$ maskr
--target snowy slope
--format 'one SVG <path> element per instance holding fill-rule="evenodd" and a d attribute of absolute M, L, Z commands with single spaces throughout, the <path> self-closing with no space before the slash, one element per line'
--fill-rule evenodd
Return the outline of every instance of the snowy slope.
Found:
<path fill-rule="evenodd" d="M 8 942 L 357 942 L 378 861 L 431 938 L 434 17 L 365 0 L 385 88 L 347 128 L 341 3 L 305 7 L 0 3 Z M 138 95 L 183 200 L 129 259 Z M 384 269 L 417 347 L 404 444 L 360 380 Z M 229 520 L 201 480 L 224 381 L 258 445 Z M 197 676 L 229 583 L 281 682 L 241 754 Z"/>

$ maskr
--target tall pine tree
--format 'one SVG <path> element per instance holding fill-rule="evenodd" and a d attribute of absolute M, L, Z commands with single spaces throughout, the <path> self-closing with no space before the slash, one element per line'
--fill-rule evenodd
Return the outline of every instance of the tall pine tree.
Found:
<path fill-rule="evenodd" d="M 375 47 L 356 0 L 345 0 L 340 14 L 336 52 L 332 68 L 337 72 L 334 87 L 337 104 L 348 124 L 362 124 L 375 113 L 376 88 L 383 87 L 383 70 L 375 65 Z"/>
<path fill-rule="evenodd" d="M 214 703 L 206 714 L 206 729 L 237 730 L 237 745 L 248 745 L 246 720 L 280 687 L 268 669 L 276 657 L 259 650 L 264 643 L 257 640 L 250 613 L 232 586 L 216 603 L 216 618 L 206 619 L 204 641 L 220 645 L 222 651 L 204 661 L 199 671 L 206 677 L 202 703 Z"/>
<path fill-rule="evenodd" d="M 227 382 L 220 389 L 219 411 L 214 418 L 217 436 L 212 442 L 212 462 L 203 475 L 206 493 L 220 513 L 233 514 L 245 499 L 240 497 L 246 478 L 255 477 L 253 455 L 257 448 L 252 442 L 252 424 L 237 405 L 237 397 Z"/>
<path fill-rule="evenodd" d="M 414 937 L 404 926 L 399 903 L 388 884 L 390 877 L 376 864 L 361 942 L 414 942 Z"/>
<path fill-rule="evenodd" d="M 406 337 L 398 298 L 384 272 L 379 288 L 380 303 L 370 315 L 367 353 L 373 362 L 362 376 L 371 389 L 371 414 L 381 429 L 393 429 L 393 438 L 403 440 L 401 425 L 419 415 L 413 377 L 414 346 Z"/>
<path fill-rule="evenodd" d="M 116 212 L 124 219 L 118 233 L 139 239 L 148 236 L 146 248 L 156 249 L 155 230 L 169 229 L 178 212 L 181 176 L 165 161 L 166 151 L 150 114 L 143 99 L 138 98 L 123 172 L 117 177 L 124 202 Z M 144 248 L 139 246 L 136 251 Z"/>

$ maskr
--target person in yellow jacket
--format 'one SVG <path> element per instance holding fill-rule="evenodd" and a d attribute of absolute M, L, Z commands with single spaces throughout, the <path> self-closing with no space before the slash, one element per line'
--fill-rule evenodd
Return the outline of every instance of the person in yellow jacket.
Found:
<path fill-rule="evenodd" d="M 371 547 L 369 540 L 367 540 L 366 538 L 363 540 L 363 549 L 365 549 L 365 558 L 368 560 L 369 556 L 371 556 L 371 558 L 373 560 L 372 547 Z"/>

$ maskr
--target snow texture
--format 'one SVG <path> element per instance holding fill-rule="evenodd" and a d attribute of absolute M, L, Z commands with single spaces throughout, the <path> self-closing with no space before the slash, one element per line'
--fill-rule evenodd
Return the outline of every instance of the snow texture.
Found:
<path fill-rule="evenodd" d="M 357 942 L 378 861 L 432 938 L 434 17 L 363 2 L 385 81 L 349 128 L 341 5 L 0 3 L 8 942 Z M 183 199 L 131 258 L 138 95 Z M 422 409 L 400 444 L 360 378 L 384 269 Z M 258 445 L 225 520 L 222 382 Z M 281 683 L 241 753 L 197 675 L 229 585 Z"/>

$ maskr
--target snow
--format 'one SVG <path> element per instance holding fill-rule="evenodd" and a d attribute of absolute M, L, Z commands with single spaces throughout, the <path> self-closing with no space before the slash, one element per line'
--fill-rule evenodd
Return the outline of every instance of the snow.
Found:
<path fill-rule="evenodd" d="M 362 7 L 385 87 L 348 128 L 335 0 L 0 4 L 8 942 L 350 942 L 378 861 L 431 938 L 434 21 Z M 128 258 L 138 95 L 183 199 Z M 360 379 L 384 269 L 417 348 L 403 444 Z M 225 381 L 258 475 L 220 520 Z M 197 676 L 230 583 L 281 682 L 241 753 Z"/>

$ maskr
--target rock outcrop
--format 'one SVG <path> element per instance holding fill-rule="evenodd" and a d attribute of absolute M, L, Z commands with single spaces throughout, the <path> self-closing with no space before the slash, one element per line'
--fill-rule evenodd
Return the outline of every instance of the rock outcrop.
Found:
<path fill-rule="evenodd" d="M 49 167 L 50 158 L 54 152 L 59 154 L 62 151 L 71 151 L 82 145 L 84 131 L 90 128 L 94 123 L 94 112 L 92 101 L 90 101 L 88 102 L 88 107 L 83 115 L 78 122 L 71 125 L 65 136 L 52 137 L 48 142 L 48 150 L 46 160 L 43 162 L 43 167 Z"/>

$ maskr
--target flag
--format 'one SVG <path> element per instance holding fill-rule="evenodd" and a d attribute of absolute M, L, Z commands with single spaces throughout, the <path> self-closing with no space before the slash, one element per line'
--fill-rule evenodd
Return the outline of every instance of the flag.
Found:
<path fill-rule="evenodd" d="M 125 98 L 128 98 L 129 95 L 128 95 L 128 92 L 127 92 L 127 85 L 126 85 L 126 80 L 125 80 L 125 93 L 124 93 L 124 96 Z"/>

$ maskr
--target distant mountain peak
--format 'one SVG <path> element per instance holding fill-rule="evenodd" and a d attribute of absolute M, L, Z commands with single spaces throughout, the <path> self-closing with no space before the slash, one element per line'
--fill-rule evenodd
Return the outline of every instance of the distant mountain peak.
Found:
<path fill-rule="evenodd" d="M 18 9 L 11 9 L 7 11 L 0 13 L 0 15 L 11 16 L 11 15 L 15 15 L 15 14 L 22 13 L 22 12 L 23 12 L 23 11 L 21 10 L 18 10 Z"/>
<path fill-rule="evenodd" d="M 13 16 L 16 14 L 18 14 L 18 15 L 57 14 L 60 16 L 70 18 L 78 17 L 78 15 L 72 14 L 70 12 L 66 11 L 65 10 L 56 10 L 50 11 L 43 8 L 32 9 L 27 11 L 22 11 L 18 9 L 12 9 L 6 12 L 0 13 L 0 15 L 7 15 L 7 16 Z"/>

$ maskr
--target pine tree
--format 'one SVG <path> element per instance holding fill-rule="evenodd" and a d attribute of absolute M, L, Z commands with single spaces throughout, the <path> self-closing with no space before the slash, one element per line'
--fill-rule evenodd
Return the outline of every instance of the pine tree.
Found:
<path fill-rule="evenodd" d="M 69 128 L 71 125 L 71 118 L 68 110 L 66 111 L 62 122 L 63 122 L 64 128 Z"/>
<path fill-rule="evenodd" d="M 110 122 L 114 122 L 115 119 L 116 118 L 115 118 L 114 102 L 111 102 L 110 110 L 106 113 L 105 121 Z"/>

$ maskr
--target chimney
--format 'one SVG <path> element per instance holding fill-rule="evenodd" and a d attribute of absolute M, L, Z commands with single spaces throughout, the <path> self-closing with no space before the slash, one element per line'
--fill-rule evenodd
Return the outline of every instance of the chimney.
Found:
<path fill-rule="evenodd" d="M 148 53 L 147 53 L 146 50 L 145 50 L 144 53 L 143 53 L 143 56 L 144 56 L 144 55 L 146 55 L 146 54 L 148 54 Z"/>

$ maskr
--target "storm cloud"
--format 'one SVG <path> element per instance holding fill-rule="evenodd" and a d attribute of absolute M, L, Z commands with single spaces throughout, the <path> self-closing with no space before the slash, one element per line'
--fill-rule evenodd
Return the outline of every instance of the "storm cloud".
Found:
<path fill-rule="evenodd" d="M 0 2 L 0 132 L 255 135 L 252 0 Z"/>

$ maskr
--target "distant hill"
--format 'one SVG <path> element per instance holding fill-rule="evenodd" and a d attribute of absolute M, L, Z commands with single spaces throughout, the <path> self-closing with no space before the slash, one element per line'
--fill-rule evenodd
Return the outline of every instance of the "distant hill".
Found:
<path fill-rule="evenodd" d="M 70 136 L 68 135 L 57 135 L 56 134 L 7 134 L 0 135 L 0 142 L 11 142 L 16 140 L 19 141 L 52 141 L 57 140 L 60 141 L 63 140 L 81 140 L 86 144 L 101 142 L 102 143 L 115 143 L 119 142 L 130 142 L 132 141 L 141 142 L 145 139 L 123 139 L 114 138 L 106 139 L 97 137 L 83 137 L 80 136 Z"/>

• • • •

--- TASK BRIEF ---
Starting from the first line and stopping after the line that has "8 942 L 357", write the lines out again with "icy slope" substituted for "snowy slope" and nothing else changed.

--- PROBLEM SOLUTION ---
$ maskr
--target icy slope
--format 'one SVG <path> element per instance holding fill-rule="evenodd" and a d attribute of absolute M, L, Z commands with single spaces throughout, the <path> self-closing with no space before the slash, one element per line'
--fill-rule evenodd
Return the outline of every instance of the icy slope.
Found:
<path fill-rule="evenodd" d="M 8 942 L 357 942 L 378 861 L 431 938 L 434 17 L 365 0 L 385 88 L 347 128 L 341 3 L 305 7 L 0 3 Z M 138 95 L 183 200 L 129 259 Z M 384 269 L 417 347 L 404 444 L 360 380 Z M 229 520 L 201 480 L 224 381 L 258 445 Z M 197 676 L 229 583 L 281 682 L 241 754 Z"/>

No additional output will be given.